# Document excerpt
# Shot 2 deer out of my crapper.



## bobk (Apr 30, 2004)

I spent a bit of time over the summer getting my hunting blinds ready. Got a good deal on some porta-pots and made a blind out of them. Got some pretty funny looks when I decided to do this.
 

Well I got the first one finished and drug it to the back with the tractor and set it in what I hoped would be a good spot. Monday I sat all day out of my treestand and didn't shoot. Had a buddy who shot 2 on Monday so the pressure was on. With Tuesday calling for wind and a combo of rain/snow I figured I would give the crapper a try. Shot a doe Tuesday morning and then was lucky to have this buck show up that afternoon. I really enjoyed being able to relax a bit more in the blind and stay dry. Looking foward to the rest of the season.


----------



## Double A (Dec 27, 2006)

If that thing showed up in front of me i would of needed a crapper! Nice buck!


----------



## wildman (Sep 3, 2008)

exactly what Double A said... wow thats a hog! love the tine lenth and brows!


----------



## ironman172 (Apr 12, 2009)

very nice crapper buck....I had thought of doing the same thing, but never seen a deal on any porta-pots


----------



## fish4wall (Apr 14, 2004)

can i use your blind??? i need to crap!!! damn!! thats a big boy!!!


----------



## Sharp Charge (Jun 24, 2009)

Double A said:


> If that thing showed up in front of me i would of needed a crapper! Nice buck!


Yup, that pretty much sums it up!! :!


----------



## Archery Patriot (Mar 8, 2012)

You got anymore pics of the crapper, inside of it?


Posted using Outdoor Hub Campfire


----------



## ezbite (May 25, 2006)

somehow when i saw this thread title, i knew it could only be you Bob  im still pretty sure thats the one that had me shaking like a baby for 10 minutes. great job buddy!!

# Set problem
Please retype the porta-pot deer blind thread from "## bobk (Apr" up to and including "(Dec 27, 2006)". The material is not needed here.

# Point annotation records
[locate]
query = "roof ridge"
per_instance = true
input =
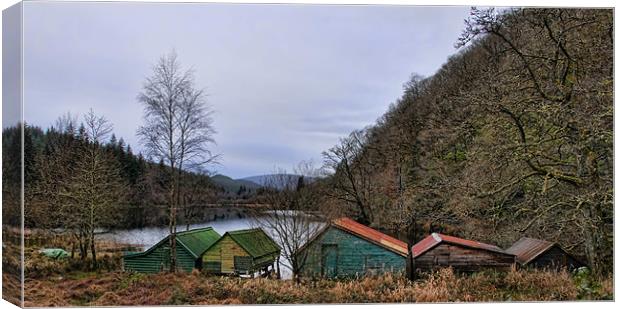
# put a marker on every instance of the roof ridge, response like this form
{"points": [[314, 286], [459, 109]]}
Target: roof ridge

# The output
## bobk (Apr 30, 2004)

I spent a bit of time over the summer getting my hunting blinds ready. Got a good deal on some porta-pots and made a blind out of them. Got some pretty funny looks when I decided to do this.
 

Well I got the first one finished and drug it to the back with the tractor and set it in what I hoped would be a good spot. Monday I sat all day out of my treestand and didn't shoot. Had a buddy who shot 2 on Monday so the pressure was on. With Tuesday calling for wind and a combo of rain/snow I figured I would give the crapper a try. Shot a doe Tuesday morning and then was lucky to have this buck show up that afternoon. I really enjoyed being able to relax a bit more in the blind and stay dry. Looking foward to the rest of the season.


----------



## Double A (Dec 27, 2006)